What you need to do
Switch each "exposed stone" in the rows below to "loose gravel" and leave every other word unchanged.

Entries from a pointing dataset
☆ ☆ ☆ ☆ ☆ ☆ ☆

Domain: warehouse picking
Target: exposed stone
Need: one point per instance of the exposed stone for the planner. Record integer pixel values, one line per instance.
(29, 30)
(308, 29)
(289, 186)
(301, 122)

☆ ☆ ☆ ☆ ☆ ☆ ☆

Task response
Domain: warehouse picking
Target: loose gravel
Need: one point per instance of the loose gravel for the planner. Record integer pixel values, one line per instance.
(29, 30)
(308, 29)
(289, 186)
(301, 122)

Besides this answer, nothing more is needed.